**PROBLEM STATEMENT**
Continue the text on dynamic mOCT imaging of cholesteatoma tissue, starting after its last sentence.

**READING TEXT**

Microscopically and macroscopically, the tissue looks like a regular inflamed mucosal polyp of otitis media mesotympanalis. Using 3D imaging with dynamic mOCT, it seems feasible to discriminate the epitympanic polyp from classical inflamed tissue.

Interestingly, the polyp seems to trigger the cholesteatoma growth via inflammation, which can be followed by dmOCT as we can see in the surrounding tissue multiple migrated cells, which most likely are immune cells that have migrated into the epithelium, accordingly to our previous results [20]. We underline this theory since we discovered a live cell movement in the peri-matrix, Furthermore, this was assessed by the clinical histopathological evaluation, revealing stacks of keratin and epithelial cells decomposed with immune and inflammatory cells corresponding to the picture of a medium to high-grade inflammatory cholesteatoma. Several studies associate the interaction of the immune system with the cholesteatoma [6,25,26,27,28,29,36] and even specifically target innate immunoregulatory events [37]. Unfortunately, to date, there are no markers for OCT, which are able to label specific immune cells. For evaluating and detecting specific otitis media and cholesteatoma markers in dynamic mOCT compared to H&E staining, further studies with a higher number of tissue samples and quantitative analysis need to be performed and are under ongoing investigation.

Compared to classical OCT, dynamic mOCT provides a much higher information content, which is essential for a reliable diagnosis. While histology also provides this information, it is laborious and time-consuming because the tissue must be sectioned and stained before being observed under a microscope; dynamic mOCT provides dynamic optical sections within a little more than a second. In addition, the tissue does not need to be stained to achieve sufficient contrast to evaluate tissue morphology. Therefore, dynamic mOCT holds the potential to be used to quickly assess excised tissue in the operating theatre without the need for frozen sections.

**AVAILABLE DATA**
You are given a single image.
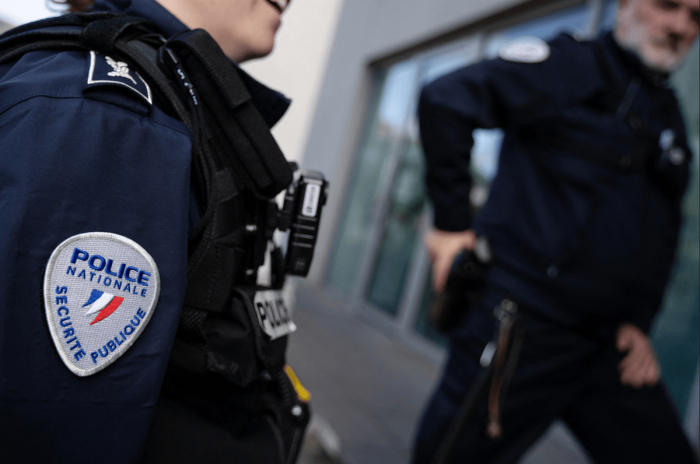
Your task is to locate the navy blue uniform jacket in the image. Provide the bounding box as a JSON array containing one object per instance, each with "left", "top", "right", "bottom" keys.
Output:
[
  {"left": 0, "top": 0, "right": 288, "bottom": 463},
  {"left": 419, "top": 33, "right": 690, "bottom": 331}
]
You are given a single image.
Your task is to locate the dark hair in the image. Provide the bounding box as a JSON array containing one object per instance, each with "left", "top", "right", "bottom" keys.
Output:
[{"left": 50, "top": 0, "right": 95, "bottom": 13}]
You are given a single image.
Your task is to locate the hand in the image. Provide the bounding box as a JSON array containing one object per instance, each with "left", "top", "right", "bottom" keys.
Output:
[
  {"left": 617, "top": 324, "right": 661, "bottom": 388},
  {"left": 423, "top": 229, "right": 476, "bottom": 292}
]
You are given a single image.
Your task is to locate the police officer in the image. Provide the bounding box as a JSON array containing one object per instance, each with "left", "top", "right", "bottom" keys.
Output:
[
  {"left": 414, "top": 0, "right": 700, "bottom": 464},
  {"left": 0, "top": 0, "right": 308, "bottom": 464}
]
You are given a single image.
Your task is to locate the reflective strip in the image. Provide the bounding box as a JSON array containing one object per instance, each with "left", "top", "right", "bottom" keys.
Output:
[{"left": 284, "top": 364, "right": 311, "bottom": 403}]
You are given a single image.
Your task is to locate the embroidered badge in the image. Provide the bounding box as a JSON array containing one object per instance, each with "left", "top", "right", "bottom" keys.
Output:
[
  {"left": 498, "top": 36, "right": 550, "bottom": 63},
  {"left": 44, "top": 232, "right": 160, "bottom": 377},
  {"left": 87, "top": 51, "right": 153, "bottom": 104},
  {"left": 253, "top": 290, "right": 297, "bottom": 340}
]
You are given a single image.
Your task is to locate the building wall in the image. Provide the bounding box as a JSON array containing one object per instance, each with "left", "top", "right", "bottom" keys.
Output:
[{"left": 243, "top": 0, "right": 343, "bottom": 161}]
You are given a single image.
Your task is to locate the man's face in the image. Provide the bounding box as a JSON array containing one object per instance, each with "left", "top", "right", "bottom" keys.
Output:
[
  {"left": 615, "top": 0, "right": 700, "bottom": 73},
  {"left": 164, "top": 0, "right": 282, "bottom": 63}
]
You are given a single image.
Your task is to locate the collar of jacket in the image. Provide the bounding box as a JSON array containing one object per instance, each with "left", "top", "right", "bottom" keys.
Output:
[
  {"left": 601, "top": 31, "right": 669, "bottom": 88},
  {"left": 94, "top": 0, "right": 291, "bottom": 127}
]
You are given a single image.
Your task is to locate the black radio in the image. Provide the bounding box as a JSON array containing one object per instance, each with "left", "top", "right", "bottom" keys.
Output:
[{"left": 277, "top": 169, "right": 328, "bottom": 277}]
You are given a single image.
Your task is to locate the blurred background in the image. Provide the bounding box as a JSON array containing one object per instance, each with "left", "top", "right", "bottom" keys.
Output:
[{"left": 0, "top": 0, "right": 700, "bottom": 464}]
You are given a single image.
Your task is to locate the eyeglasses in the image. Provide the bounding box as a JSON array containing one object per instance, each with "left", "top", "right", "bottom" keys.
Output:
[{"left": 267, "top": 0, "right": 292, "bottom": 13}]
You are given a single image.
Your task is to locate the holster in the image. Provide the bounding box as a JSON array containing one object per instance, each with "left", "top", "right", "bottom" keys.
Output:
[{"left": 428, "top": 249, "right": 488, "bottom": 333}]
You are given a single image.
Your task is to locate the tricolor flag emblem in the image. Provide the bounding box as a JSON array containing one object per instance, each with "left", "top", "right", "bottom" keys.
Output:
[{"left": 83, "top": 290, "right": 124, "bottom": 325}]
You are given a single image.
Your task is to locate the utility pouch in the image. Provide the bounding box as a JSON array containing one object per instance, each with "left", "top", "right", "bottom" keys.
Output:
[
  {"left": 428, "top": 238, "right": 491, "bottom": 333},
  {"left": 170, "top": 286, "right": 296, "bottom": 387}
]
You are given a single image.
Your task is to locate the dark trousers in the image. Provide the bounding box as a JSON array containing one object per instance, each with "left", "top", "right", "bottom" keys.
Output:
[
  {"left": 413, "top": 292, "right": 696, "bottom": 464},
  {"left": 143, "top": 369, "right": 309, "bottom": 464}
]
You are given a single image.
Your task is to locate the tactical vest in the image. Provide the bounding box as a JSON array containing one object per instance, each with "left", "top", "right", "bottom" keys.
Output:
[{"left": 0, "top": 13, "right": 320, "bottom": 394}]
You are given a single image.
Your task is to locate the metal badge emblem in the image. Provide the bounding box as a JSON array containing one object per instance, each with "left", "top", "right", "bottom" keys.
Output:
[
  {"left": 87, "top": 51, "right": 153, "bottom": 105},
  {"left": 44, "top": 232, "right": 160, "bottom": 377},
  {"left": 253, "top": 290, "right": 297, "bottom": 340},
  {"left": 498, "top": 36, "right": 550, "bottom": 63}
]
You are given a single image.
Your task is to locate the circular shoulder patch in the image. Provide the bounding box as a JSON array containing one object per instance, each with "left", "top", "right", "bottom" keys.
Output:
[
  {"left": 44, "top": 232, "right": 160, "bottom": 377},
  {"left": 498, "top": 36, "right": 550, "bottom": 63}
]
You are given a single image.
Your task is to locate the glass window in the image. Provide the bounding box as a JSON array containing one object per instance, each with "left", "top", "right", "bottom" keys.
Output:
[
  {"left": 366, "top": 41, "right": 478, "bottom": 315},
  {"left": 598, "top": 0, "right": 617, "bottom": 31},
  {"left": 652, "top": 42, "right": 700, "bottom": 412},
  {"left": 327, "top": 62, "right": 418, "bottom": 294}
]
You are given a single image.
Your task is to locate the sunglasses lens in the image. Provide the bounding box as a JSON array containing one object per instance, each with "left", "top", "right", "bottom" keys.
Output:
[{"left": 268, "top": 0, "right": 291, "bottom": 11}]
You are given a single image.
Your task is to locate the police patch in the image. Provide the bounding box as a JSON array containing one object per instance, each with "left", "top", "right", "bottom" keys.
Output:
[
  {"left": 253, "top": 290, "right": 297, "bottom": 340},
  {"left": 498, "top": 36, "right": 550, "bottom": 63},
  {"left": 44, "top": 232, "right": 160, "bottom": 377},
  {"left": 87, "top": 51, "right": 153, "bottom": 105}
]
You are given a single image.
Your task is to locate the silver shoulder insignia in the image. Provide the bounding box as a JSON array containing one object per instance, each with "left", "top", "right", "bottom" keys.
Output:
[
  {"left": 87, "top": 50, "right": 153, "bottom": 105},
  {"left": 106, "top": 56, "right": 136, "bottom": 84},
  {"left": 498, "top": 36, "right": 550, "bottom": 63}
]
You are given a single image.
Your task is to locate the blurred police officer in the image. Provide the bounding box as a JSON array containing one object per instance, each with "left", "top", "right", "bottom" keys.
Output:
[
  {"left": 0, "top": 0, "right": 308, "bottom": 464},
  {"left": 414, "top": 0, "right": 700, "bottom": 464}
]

--

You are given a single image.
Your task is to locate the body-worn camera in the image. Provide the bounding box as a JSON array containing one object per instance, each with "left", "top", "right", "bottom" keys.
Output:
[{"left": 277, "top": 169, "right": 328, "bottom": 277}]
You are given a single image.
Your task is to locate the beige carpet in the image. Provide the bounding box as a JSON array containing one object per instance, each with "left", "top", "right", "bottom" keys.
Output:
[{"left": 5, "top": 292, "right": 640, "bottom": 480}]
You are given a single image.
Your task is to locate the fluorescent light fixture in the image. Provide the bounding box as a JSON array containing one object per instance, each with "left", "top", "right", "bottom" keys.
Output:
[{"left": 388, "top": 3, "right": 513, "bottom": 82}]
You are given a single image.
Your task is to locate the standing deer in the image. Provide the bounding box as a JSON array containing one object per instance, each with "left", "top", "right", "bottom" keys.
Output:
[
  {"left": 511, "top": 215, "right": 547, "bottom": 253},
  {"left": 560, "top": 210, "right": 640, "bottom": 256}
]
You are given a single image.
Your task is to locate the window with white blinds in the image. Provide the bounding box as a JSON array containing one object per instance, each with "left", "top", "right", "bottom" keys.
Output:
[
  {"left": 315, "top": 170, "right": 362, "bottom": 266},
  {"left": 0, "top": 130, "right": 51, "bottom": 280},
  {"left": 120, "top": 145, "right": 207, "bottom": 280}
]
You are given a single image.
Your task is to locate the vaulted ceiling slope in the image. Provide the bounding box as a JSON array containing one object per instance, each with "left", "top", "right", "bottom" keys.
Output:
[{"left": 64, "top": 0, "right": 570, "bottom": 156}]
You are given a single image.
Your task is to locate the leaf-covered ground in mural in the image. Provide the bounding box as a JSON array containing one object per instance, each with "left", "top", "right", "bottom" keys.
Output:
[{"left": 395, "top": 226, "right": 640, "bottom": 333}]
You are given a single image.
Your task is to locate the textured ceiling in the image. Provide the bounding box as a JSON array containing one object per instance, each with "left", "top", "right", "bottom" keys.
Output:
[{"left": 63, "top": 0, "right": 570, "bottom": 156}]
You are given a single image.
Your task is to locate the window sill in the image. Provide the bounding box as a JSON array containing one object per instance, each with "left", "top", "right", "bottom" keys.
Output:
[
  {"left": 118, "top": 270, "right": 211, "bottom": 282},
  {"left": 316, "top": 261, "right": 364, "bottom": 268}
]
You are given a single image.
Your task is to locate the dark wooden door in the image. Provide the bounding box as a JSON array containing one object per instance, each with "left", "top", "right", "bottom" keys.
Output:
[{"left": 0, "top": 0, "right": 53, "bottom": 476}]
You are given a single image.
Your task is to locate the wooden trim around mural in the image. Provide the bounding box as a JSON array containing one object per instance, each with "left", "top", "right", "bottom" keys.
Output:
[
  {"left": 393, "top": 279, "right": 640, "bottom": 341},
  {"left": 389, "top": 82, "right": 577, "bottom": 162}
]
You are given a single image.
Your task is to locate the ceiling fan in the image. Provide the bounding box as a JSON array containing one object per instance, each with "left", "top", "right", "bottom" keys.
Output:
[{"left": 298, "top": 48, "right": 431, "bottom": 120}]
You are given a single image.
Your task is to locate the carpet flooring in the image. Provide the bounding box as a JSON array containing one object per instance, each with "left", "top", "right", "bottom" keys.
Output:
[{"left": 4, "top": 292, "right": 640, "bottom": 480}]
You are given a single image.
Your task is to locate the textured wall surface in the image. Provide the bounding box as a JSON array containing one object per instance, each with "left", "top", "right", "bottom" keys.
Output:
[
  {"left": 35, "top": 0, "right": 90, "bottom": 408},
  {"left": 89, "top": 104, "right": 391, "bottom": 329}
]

**ANSWER SPACE**
In addition, dynamic mOCT can also be used to observe cell migration. In contrast to other imaging techniques able to visualize the cellular movement, such as fluorescence or multiphoton microscopy, dynamic mOCT does not need extra staining, as is the case for fluorescence microscopy. Furthermore, since dynamic mOCT uses low-intensity near-infrared light, the potential danger of tissue destruction is vastly reduced compared to autofluorescence-based multiphoton microscopy [38,39], which uses high-energy pulses to achieve the two-photon effect necessary for imaging.

With dynamic mOCT, we so far only measured excised tissue, which is susceptible to potential changes in intracellular motion due to a decrease of the metabolism. However, in both longitudinal measurements and volumetric scans, we did not observe any alterations in coloration despite measurement times of up to 30 min. We therefore expect to be able to achieve similar results in vivo.

Before dynamic mOCT can be used in vivo, technical solutions and advanced image registration methods must be developed to reduce susceptibility to global motion. One promising approach is to perform dynamic mOCT calculations on volumes instead of single B-scans since registration can be carried out in all three dimensions [21]. After solving the current challenges of combining dynamic mOCT with mOCT endoscopy [40], the technology has a high potential for intra-operative assessment of the middle ear tissue during surgery.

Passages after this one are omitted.